Excerpt to read:
C++ Tutorial
Quiz - Recursion - 2020
Recursion is a deceptively simple concept. Any routine that calls itself is recursive. The concept is quite simple and clear, however, understanding and applying recursion can be amazingly complex.
Unlike repetitive/conditional cases, recursion is not a concept that comes up in daily life. Because it is unfamiliar, learning how to use recursion can be tough, and reaching a certain level of understanding takes a considerable time and practices. However, learning how to use recursion is worth the effort. Recursion, as a problem solving tool, can be so powerful that it sometimes seems almost magical, and using recursion makes it possible to write otherwise complicated programs in very simple and elegant way.
Recursion is useful for tasks that can be defined in terms of similar subtasks. For instance, sort, search, and traversal problems often have simple recursive solutions. A recursive routine performs a task in part by calling itself to perform the subtasks. However, a recursive program cannot call itself always, or it would never stop. So, at some point, the routine encounters a subtask that it can perform without calling itself. This case is called the base case. The other case, in which the routine calls itself to perform a subtask, is called as recursive case.

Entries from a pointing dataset
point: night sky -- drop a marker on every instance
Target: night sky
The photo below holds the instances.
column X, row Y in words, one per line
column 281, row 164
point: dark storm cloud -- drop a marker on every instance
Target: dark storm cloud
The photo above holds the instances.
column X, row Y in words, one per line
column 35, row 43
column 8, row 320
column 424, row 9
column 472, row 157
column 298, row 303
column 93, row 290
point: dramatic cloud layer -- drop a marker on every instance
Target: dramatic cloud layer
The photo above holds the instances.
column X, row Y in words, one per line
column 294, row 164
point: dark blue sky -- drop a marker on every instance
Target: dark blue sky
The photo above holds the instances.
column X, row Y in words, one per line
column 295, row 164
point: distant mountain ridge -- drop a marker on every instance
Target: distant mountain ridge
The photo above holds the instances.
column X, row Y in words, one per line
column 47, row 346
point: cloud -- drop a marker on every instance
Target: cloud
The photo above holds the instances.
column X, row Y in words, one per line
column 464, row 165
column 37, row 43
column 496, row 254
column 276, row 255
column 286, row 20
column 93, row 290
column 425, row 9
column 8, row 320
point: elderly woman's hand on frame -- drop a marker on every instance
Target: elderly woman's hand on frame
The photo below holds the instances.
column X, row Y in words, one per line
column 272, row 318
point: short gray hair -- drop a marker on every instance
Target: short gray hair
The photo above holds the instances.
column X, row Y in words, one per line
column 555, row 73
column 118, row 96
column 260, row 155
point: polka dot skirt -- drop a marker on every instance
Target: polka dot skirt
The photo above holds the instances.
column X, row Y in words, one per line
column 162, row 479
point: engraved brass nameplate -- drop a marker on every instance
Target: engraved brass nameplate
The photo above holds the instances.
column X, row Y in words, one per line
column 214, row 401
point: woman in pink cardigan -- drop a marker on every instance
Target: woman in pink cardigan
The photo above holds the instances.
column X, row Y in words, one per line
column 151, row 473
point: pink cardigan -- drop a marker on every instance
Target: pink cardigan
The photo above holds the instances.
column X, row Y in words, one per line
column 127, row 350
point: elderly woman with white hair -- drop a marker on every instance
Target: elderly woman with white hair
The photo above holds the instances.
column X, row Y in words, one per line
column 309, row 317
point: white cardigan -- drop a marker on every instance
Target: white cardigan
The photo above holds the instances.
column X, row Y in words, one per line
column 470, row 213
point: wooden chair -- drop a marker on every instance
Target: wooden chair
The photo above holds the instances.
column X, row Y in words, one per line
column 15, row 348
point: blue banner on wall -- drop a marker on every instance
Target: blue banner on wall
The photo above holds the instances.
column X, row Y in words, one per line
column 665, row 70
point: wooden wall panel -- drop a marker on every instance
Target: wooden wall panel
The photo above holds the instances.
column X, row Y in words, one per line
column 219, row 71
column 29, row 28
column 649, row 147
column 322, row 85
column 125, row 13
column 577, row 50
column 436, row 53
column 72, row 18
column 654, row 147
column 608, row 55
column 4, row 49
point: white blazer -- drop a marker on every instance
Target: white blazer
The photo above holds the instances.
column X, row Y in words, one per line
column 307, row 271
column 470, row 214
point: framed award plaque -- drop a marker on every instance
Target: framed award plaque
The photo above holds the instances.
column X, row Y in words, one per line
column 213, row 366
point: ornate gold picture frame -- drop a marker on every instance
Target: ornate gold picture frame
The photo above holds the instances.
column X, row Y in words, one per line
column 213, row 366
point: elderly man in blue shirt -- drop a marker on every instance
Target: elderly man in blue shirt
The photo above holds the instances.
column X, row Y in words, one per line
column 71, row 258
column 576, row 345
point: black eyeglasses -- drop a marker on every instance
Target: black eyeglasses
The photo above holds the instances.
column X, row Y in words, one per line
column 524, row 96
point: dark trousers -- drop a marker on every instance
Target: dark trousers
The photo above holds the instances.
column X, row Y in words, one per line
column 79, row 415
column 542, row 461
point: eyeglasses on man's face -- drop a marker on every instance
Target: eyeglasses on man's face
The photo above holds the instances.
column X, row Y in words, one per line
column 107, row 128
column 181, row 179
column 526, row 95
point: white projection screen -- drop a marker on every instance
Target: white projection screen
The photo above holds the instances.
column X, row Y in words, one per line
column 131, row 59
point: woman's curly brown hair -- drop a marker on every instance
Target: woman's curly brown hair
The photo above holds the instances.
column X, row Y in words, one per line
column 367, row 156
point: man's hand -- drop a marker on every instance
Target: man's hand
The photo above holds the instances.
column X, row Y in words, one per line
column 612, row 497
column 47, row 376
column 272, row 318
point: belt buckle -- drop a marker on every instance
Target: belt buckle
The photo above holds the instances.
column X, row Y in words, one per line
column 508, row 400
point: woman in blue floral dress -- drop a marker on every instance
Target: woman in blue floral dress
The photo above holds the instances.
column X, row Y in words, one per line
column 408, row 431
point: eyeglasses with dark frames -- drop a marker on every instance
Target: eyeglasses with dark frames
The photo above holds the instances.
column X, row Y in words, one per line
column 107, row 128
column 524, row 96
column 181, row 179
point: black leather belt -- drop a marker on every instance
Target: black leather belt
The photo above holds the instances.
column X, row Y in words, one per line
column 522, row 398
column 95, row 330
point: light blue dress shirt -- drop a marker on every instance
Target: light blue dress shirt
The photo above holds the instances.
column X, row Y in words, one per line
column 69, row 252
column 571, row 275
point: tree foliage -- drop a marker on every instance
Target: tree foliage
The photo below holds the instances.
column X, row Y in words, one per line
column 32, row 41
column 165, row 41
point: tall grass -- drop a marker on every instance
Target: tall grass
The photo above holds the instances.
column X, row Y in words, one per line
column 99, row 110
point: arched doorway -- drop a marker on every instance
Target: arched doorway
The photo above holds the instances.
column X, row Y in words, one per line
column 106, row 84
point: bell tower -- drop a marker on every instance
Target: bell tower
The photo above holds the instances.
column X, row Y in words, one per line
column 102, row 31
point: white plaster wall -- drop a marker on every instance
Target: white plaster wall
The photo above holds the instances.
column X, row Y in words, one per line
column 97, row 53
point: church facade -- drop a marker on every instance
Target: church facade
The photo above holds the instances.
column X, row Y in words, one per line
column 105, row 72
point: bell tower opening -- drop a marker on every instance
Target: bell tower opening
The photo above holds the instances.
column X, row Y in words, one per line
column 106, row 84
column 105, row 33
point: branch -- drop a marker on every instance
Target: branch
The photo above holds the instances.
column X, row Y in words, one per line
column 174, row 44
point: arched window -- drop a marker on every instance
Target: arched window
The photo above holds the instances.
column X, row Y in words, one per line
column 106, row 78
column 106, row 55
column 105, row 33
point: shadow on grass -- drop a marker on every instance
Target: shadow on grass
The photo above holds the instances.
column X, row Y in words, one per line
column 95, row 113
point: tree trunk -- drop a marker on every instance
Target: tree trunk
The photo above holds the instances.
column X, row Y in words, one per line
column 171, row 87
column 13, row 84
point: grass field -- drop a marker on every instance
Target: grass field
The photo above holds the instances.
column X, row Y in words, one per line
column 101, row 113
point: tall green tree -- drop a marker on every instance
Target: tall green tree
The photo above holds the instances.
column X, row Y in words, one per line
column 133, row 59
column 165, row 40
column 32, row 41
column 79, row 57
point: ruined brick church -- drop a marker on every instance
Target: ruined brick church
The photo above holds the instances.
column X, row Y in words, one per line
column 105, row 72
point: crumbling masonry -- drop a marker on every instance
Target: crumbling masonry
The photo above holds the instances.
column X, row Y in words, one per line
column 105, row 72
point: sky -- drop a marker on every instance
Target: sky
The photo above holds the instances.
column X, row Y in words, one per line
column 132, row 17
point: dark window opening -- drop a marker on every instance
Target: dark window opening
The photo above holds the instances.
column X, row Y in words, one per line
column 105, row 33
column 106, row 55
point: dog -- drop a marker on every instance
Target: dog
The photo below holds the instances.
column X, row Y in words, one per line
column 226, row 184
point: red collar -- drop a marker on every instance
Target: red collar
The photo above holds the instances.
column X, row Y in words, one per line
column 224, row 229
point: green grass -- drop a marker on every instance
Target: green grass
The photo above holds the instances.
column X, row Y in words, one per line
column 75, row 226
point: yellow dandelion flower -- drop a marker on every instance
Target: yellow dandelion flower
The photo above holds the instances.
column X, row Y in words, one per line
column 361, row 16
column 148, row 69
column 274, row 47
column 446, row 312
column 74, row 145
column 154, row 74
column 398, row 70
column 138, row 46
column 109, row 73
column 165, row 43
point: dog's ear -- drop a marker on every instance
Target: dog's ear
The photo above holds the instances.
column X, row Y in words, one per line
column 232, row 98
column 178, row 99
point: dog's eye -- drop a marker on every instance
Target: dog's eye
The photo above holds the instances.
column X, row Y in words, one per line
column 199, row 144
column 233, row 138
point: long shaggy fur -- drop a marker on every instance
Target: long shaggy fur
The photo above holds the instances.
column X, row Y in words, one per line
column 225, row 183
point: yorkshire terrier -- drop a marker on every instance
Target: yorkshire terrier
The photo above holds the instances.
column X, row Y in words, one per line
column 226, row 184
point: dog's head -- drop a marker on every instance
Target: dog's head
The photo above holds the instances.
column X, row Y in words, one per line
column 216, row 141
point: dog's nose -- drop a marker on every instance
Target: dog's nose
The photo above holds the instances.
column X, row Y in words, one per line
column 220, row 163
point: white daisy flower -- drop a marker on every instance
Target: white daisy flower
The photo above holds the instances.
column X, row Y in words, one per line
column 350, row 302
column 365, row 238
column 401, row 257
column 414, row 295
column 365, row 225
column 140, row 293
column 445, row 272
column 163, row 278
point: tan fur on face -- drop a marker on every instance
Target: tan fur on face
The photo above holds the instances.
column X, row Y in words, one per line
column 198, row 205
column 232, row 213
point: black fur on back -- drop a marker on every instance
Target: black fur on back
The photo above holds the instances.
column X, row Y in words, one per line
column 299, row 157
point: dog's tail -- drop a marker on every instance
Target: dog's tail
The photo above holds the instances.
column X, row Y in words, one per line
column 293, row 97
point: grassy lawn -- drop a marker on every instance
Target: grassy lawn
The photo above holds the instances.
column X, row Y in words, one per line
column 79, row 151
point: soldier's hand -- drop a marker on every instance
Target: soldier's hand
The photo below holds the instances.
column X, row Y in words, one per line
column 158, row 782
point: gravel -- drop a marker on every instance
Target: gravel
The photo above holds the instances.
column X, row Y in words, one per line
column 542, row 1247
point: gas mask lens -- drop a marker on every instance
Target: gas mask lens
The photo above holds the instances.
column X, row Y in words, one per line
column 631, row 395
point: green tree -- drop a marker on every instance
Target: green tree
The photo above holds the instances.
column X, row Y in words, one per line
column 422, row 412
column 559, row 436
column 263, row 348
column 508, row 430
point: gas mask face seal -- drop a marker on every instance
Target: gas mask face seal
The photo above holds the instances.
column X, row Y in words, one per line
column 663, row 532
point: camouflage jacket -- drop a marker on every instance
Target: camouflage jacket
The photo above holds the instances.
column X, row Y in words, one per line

Exercise goal:
In the recursion tutorial, what is the case called in which a routine performs a subtask without calling itself?

Completed task:
The base case.